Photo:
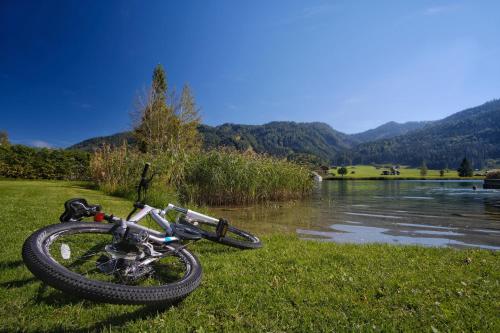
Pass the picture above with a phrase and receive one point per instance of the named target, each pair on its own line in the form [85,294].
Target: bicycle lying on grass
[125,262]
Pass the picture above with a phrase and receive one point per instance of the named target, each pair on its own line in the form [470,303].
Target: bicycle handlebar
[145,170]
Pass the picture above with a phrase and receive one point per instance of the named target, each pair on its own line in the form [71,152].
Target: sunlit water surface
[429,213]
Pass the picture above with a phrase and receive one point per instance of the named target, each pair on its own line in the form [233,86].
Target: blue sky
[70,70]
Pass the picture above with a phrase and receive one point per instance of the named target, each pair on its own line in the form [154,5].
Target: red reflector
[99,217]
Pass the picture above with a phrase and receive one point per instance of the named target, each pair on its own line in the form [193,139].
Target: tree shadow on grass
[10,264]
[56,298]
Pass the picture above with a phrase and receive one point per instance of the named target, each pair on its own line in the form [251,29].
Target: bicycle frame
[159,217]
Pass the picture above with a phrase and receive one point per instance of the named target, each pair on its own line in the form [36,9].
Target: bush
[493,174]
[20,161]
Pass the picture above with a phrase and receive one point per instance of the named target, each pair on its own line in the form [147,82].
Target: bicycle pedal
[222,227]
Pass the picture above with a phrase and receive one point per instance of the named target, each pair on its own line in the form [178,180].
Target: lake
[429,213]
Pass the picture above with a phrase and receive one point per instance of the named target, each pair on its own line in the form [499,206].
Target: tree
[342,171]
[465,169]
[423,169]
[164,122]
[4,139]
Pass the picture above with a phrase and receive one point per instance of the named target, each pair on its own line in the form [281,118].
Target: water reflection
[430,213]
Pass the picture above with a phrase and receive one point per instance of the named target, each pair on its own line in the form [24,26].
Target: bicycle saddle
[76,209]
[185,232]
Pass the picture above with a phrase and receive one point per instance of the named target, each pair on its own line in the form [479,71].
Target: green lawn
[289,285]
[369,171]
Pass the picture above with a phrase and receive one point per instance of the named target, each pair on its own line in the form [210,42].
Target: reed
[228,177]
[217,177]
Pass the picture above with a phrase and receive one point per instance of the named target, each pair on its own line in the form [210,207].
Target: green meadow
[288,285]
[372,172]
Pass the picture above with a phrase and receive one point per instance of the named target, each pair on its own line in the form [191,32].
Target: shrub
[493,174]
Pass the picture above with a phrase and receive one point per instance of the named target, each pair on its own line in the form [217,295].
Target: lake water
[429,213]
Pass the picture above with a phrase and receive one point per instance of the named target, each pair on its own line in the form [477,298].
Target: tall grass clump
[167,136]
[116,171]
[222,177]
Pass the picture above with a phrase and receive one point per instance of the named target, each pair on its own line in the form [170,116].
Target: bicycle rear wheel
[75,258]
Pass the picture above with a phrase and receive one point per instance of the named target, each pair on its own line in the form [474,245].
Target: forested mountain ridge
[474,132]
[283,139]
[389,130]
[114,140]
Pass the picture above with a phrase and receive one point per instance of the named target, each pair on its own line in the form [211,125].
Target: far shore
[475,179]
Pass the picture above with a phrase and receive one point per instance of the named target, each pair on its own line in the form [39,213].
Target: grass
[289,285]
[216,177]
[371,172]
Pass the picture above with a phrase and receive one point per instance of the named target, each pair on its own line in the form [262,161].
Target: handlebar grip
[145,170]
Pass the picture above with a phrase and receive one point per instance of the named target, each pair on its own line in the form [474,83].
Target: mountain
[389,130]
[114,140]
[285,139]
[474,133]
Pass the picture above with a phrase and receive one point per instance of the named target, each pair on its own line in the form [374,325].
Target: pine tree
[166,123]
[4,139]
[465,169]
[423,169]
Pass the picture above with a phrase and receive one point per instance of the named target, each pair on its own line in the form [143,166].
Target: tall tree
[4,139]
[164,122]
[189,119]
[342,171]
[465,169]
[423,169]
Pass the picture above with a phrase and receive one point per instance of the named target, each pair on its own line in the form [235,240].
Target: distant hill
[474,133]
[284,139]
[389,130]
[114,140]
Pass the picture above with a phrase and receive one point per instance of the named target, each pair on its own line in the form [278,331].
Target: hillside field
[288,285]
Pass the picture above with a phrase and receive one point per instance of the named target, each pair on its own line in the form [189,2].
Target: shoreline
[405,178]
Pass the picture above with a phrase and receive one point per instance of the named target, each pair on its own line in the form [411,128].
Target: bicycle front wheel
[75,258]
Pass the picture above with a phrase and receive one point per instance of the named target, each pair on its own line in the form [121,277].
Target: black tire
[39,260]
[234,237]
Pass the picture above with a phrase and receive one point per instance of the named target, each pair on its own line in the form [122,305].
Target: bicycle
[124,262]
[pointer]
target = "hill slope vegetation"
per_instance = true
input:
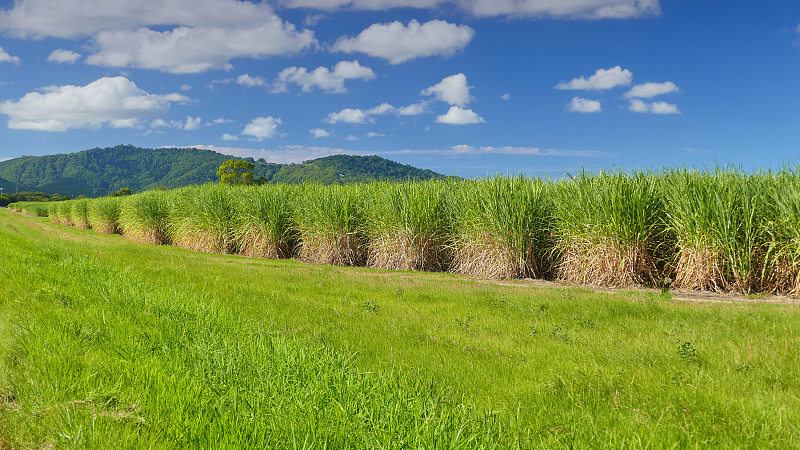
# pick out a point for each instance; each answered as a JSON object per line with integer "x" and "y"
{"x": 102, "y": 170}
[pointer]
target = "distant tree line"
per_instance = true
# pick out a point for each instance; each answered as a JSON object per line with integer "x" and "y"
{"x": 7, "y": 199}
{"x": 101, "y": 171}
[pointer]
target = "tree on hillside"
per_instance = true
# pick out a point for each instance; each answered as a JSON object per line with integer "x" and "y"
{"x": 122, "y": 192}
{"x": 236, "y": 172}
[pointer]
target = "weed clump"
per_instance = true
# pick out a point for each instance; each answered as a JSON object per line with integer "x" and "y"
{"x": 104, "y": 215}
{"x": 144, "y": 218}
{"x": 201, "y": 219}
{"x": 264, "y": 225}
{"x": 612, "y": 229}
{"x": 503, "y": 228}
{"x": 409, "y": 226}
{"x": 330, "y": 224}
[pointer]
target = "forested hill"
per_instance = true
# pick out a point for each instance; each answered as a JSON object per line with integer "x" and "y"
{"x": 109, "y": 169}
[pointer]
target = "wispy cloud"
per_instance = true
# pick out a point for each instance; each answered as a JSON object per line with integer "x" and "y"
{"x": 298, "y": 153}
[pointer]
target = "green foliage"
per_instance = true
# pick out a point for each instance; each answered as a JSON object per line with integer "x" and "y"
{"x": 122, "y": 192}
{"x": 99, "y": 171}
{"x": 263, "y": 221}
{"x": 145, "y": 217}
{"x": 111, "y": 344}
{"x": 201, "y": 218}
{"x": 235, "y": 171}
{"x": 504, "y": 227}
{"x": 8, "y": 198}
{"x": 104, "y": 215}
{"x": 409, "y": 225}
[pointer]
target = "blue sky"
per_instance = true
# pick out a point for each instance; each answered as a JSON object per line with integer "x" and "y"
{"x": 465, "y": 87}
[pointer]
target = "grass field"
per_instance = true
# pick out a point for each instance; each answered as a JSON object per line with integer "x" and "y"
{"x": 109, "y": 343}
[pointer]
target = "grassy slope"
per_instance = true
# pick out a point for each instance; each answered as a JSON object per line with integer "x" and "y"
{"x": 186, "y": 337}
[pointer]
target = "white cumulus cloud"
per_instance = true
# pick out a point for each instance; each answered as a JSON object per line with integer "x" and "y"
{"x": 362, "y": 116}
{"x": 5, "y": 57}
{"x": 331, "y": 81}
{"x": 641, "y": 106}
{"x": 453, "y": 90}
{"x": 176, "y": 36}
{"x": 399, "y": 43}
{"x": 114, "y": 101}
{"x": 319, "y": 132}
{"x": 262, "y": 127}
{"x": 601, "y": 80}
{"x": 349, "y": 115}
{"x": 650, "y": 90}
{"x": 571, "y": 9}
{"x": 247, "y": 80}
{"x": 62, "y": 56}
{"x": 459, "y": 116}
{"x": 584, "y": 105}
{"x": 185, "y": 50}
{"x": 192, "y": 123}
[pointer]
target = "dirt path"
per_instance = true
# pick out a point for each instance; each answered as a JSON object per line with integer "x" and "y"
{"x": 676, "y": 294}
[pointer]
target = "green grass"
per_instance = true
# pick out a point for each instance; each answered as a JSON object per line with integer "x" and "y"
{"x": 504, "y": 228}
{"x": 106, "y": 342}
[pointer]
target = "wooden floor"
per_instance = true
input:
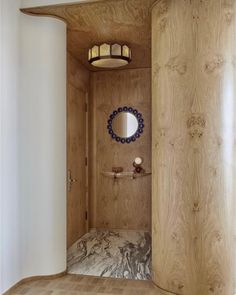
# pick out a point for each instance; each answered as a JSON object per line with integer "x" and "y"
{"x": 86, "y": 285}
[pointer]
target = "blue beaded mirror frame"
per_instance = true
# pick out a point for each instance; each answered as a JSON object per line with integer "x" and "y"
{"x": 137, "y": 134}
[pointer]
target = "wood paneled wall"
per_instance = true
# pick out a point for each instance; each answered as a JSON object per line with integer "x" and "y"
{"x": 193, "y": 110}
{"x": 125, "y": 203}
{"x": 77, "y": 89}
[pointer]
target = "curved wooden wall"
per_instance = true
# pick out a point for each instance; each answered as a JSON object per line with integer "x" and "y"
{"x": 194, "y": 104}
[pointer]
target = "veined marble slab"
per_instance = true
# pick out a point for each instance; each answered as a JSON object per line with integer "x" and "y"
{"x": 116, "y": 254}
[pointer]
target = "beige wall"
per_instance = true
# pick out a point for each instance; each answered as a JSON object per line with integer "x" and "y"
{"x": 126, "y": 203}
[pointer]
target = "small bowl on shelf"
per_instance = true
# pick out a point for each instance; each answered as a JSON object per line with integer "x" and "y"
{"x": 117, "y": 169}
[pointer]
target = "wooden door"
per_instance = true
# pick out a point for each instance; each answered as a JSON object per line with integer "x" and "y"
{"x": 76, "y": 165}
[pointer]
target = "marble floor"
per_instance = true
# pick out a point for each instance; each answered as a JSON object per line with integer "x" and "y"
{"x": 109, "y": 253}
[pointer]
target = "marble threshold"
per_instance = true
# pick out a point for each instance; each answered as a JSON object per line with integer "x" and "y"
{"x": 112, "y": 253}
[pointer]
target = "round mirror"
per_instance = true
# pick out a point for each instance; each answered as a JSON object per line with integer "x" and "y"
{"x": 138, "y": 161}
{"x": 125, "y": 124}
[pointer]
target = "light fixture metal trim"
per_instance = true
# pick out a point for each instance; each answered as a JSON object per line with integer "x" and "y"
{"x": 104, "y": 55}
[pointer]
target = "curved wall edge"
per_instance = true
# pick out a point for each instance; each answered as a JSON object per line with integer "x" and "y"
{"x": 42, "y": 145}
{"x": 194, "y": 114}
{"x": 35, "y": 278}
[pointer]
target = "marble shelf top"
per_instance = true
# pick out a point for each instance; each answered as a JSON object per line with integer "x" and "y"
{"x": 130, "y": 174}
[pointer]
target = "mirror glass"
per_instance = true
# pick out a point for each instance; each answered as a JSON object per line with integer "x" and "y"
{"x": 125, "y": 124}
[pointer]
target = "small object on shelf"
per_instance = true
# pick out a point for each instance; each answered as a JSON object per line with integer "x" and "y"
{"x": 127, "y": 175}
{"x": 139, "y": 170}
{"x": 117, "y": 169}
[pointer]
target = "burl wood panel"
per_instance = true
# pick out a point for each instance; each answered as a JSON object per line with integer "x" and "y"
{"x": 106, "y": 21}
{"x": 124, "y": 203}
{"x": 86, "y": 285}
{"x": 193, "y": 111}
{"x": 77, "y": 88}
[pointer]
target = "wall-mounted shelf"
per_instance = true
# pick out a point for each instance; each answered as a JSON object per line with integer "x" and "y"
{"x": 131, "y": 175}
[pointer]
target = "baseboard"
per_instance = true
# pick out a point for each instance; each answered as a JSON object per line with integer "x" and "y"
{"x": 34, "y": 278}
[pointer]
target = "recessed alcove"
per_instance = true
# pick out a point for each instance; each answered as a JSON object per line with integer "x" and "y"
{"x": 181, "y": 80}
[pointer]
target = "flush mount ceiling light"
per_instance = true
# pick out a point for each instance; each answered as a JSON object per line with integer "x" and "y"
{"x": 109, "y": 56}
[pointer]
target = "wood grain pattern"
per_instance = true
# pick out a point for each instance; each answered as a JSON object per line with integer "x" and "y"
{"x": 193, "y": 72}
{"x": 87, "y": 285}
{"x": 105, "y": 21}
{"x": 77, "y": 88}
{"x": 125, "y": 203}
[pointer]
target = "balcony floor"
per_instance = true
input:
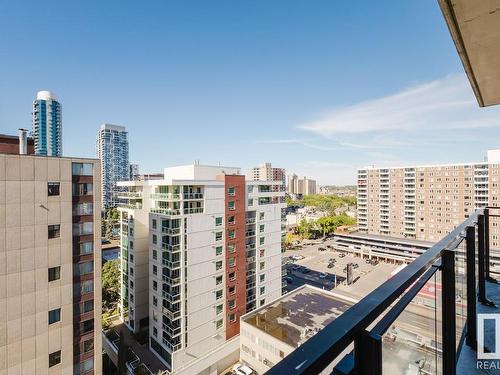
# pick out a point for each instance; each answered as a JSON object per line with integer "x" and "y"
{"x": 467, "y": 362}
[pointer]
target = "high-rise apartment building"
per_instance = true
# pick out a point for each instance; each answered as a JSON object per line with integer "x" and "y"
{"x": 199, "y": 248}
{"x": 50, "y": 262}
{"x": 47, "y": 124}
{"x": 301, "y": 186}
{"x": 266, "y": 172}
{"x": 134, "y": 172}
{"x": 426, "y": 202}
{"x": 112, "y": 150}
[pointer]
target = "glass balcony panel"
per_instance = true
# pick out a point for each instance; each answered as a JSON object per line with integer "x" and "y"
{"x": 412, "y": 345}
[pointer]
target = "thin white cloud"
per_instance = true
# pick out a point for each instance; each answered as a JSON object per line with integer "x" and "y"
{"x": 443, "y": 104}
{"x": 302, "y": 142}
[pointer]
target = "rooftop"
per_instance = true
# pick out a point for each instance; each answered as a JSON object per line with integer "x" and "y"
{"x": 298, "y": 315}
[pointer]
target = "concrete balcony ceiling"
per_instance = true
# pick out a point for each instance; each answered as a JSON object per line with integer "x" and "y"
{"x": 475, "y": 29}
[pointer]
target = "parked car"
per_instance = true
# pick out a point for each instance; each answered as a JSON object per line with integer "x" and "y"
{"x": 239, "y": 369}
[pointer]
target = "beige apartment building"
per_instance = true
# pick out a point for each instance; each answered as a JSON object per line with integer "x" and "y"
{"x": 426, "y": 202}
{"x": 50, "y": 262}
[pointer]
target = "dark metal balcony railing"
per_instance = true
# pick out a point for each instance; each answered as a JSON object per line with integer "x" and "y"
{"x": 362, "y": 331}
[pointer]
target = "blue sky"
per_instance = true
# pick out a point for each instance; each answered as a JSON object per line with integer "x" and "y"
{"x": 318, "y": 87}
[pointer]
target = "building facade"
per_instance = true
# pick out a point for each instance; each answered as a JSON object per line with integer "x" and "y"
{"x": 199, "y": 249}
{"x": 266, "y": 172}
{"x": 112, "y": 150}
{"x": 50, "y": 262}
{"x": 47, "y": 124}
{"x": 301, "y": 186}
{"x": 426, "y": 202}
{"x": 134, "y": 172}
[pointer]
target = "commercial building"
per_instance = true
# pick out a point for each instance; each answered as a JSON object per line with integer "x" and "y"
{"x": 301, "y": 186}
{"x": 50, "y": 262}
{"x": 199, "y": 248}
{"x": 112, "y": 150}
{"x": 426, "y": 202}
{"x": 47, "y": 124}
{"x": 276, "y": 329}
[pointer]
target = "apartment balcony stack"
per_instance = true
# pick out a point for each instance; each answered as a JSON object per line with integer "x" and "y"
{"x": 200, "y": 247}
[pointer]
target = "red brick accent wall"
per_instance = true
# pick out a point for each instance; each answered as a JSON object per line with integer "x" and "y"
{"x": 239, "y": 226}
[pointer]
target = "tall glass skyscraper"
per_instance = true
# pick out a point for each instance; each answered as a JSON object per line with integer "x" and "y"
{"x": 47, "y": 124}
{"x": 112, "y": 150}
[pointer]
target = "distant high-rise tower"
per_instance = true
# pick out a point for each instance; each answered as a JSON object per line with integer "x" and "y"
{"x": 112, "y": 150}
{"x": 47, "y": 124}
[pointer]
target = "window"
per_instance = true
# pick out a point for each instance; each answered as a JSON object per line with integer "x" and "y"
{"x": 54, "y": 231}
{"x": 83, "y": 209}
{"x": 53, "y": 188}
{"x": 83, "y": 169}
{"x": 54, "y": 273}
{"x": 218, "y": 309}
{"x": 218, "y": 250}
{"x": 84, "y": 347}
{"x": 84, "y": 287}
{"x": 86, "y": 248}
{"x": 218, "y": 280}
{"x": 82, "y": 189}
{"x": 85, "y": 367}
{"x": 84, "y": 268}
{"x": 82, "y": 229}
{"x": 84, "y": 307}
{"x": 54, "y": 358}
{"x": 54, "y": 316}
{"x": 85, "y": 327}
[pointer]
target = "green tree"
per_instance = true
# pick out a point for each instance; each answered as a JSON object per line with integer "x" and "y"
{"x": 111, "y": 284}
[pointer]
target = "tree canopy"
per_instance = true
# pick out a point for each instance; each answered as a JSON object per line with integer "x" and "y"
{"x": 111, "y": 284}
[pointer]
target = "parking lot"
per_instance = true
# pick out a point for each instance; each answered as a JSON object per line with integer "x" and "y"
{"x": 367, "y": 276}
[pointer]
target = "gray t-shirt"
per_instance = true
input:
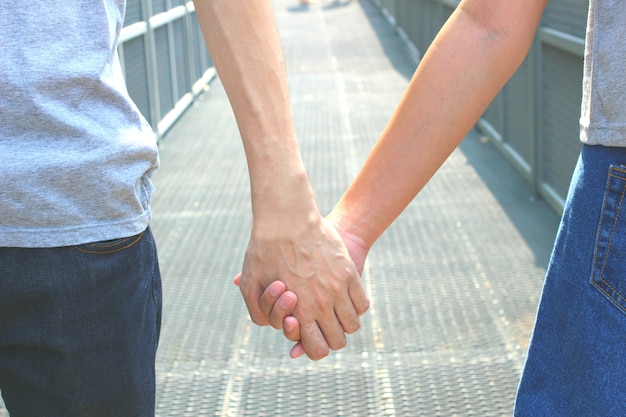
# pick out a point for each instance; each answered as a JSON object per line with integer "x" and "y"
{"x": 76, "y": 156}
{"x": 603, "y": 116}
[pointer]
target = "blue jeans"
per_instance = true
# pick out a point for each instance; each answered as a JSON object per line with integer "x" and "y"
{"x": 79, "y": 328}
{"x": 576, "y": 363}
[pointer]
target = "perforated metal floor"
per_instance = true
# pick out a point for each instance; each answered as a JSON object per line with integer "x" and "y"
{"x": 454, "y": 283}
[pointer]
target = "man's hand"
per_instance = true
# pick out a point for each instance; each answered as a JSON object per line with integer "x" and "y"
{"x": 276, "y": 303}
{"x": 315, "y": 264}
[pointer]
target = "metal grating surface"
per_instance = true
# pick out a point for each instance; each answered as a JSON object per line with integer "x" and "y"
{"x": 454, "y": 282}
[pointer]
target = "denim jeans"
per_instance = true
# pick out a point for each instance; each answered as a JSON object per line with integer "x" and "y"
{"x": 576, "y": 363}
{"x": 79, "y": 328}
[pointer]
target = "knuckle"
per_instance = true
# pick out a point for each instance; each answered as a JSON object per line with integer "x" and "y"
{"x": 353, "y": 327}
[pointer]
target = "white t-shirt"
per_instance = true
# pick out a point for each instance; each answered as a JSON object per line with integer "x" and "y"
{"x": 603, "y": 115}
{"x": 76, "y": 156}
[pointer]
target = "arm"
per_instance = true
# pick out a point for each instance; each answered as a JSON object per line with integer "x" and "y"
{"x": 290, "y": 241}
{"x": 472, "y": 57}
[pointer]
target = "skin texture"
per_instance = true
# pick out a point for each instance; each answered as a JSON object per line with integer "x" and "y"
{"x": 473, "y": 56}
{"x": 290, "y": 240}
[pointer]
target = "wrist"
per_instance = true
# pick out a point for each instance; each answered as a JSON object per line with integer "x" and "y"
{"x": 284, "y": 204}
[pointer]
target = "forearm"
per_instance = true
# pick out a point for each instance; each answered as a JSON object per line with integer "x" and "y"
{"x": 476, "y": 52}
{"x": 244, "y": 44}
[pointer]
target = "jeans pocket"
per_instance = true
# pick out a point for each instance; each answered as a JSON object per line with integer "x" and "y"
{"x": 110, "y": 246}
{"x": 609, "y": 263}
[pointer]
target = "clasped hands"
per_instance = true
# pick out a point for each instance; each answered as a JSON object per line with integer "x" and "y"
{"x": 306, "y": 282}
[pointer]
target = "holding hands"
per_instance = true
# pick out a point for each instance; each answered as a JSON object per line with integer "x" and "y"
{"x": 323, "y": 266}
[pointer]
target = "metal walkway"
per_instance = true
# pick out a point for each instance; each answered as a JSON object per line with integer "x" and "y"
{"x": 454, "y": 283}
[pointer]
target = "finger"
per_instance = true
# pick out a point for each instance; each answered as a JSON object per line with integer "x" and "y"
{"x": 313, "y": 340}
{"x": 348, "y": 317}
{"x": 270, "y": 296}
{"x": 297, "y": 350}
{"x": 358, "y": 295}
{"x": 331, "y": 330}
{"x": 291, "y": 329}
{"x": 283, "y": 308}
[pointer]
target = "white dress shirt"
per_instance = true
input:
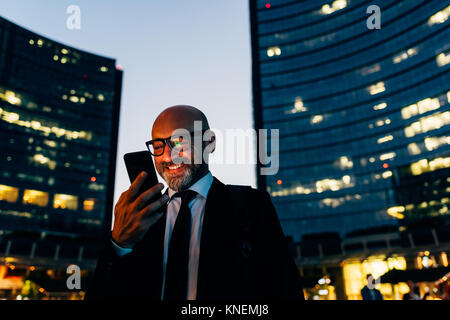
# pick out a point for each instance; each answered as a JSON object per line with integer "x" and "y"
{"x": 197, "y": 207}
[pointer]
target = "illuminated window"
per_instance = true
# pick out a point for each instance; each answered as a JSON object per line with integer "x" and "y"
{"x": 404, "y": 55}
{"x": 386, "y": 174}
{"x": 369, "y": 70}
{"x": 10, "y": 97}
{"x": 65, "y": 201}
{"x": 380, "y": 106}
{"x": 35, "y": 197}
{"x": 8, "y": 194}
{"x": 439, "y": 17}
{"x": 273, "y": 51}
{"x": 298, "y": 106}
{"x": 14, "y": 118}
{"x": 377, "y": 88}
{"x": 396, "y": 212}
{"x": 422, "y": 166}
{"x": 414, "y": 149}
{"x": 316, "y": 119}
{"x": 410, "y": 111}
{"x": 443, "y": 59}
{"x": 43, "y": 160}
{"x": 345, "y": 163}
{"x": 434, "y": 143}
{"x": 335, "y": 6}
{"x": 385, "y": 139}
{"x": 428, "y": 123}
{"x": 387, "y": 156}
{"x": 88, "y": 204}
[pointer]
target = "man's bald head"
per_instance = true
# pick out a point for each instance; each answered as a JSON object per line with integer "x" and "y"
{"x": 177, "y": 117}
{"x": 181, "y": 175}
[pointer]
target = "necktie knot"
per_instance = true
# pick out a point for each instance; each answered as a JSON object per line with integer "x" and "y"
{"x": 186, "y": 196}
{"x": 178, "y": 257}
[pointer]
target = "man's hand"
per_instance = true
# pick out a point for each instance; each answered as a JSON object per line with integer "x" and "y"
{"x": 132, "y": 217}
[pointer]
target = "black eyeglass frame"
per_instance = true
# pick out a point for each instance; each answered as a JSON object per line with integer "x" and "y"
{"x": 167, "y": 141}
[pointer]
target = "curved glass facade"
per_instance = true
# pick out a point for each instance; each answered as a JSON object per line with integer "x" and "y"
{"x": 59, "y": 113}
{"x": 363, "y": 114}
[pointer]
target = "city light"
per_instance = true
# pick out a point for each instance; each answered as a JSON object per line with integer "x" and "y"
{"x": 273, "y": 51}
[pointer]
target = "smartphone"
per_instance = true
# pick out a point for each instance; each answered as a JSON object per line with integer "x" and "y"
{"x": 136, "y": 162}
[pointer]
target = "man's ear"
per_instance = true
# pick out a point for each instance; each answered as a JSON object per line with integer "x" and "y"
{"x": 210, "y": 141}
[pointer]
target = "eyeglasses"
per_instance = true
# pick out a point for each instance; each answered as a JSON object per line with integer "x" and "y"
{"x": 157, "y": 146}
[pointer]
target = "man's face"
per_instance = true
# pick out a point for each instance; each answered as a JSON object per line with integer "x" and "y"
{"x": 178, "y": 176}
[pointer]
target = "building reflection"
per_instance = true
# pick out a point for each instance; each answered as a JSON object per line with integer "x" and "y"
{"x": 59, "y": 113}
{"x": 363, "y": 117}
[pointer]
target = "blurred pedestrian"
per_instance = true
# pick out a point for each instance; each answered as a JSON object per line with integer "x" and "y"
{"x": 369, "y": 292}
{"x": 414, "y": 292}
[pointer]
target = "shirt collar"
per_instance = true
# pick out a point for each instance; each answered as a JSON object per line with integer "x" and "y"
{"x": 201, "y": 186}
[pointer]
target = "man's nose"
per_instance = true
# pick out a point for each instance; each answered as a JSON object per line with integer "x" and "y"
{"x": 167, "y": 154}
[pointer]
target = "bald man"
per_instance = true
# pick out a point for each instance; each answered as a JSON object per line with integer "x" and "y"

* [WORK INSTRUCTION]
Return all lines from the data that include the string "metal".

* [EXPECTED OUTPUT]
target = "light fixture metal trim"
target = "dark metal balcony railing"
target = "perforated metal floor"
target = "metal grating surface"
target = "metal walkway"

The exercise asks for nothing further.